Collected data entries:
────────

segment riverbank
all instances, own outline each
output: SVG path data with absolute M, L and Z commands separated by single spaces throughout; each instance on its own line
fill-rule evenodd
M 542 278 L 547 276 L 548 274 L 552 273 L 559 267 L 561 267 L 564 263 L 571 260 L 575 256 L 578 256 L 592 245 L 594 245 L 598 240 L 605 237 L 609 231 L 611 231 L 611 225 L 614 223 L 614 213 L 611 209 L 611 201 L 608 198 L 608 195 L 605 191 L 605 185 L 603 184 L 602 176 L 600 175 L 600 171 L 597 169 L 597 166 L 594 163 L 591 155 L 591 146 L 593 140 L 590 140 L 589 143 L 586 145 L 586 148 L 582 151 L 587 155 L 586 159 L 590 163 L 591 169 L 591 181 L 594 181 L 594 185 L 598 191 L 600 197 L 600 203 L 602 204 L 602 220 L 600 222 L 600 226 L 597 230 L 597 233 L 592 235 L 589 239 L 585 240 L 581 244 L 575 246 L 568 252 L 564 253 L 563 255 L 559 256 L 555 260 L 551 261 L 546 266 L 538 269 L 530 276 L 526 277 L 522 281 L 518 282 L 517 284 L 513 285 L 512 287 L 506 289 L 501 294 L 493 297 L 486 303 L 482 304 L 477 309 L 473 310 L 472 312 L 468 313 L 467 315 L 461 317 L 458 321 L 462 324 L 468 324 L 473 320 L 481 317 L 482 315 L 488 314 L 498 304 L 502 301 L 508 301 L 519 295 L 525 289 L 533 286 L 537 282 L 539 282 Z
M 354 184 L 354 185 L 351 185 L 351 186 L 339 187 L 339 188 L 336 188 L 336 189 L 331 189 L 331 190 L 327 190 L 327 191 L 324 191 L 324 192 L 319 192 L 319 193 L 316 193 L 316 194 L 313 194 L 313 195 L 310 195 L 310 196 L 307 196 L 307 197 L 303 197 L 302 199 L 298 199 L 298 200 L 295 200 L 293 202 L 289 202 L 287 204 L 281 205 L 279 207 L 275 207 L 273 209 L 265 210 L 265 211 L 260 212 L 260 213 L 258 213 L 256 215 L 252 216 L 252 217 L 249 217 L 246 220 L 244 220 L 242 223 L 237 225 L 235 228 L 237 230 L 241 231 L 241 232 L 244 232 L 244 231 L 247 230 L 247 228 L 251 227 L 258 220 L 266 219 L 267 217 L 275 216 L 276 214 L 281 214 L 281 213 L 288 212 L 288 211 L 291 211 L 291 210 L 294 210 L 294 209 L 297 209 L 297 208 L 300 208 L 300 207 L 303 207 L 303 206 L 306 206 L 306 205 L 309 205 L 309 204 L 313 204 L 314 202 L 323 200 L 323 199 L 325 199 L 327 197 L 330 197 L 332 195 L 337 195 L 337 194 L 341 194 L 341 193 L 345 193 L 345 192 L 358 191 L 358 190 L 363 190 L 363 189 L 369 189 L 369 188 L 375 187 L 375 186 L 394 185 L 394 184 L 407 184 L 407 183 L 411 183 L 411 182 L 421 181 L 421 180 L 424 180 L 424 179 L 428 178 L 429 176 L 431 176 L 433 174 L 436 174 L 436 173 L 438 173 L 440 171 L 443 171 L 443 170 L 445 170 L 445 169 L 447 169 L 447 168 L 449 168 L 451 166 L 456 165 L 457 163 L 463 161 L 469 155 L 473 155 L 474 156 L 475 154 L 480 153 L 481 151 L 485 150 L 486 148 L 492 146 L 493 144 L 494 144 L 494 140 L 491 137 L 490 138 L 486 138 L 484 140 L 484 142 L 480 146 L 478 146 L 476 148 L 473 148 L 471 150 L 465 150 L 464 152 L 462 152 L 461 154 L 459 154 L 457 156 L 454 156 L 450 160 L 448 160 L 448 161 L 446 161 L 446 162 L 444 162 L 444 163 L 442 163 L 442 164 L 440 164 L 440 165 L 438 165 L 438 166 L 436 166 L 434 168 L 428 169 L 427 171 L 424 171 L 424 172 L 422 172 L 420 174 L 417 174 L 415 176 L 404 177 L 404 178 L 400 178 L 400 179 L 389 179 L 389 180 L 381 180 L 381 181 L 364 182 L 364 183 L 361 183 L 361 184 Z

────────

- Task to carry out:
All of the entries above are to be printed again exactly.

- Solved problem:
segment riverbank
all instances, own outline each
output: SVG path data with absolute M, L and Z commands separated by single spaces throughout; each instance on its own line
fill-rule evenodd
M 542 278 L 547 276 L 548 274 L 552 273 L 559 267 L 561 267 L 564 263 L 571 260 L 575 256 L 578 256 L 592 245 L 594 245 L 598 240 L 605 237 L 609 231 L 611 231 L 611 225 L 614 223 L 614 213 L 611 209 L 611 201 L 608 198 L 608 195 L 605 191 L 605 185 L 603 184 L 602 176 L 600 175 L 600 171 L 597 169 L 597 166 L 594 163 L 591 155 L 591 146 L 593 140 L 590 140 L 589 143 L 586 145 L 586 148 L 582 151 L 587 155 L 586 159 L 590 163 L 591 169 L 591 181 L 594 181 L 594 185 L 598 191 L 600 197 L 600 203 L 602 204 L 602 220 L 600 222 L 600 226 L 597 230 L 597 233 L 592 235 L 589 239 L 585 240 L 581 244 L 575 246 L 568 252 L 564 253 L 563 255 L 559 256 L 555 260 L 551 261 L 546 266 L 538 269 L 530 276 L 526 277 L 522 281 L 518 282 L 517 284 L 513 285 L 512 287 L 506 289 L 501 294 L 493 297 L 486 303 L 482 304 L 477 309 L 473 310 L 472 312 L 468 313 L 467 315 L 461 317 L 458 321 L 462 324 L 468 324 L 473 320 L 481 317 L 482 315 L 488 314 L 498 304 L 502 301 L 508 301 L 519 295 L 525 289 L 533 286 L 537 282 L 539 282 Z
M 354 184 L 354 185 L 351 185 L 351 186 L 339 187 L 339 188 L 336 188 L 336 189 L 331 189 L 331 190 L 327 190 L 327 191 L 324 191 L 324 192 L 319 192 L 319 193 L 316 193 L 316 194 L 313 194 L 313 195 L 310 195 L 310 196 L 307 196 L 307 197 L 303 197 L 302 199 L 298 199 L 298 200 L 295 200 L 293 202 L 289 202 L 287 204 L 281 205 L 279 207 L 275 207 L 273 209 L 265 210 L 265 211 L 260 212 L 260 213 L 258 213 L 256 215 L 252 216 L 252 217 L 249 217 L 246 220 L 244 220 L 242 223 L 237 225 L 235 228 L 237 230 L 241 231 L 241 232 L 244 232 L 244 231 L 247 230 L 247 228 L 251 227 L 258 220 L 266 219 L 267 217 L 275 216 L 276 214 L 281 214 L 281 213 L 288 212 L 288 211 L 291 211 L 291 210 L 294 210 L 294 209 L 297 209 L 297 208 L 300 208 L 300 207 L 303 207 L 303 206 L 306 206 L 306 205 L 309 205 L 309 204 L 313 204 L 314 202 L 323 200 L 323 199 L 325 199 L 327 197 L 330 197 L 332 195 L 337 195 L 337 194 L 341 194 L 341 193 L 345 193 L 345 192 L 358 191 L 358 190 L 363 190 L 363 189 L 369 189 L 369 188 L 375 187 L 375 186 L 394 185 L 394 184 L 407 184 L 407 183 L 411 183 L 411 182 L 421 181 L 421 180 L 424 180 L 424 179 L 428 178 L 429 176 L 431 176 L 433 174 L 436 174 L 436 173 L 438 173 L 440 171 L 443 171 L 443 170 L 445 170 L 445 169 L 447 169 L 447 168 L 449 168 L 451 166 L 456 165 L 457 163 L 463 161 L 469 155 L 473 155 L 474 156 L 475 154 L 480 153 L 481 151 L 485 150 L 486 148 L 492 146 L 493 144 L 494 144 L 494 140 L 491 137 L 490 138 L 486 138 L 484 140 L 484 142 L 480 146 L 478 146 L 476 148 L 473 148 L 471 150 L 465 150 L 464 152 L 462 152 L 461 154 L 459 154 L 457 156 L 454 156 L 450 160 L 448 160 L 448 161 L 446 161 L 446 162 L 444 162 L 444 163 L 442 163 L 442 164 L 440 164 L 440 165 L 438 165 L 438 166 L 436 166 L 434 168 L 428 169 L 427 171 L 424 171 L 424 172 L 422 172 L 420 174 L 417 174 L 415 176 L 404 177 L 404 178 L 400 178 L 400 179 L 389 179 L 389 180 L 381 180 L 381 181 L 364 182 L 364 183 L 361 183 L 361 184 Z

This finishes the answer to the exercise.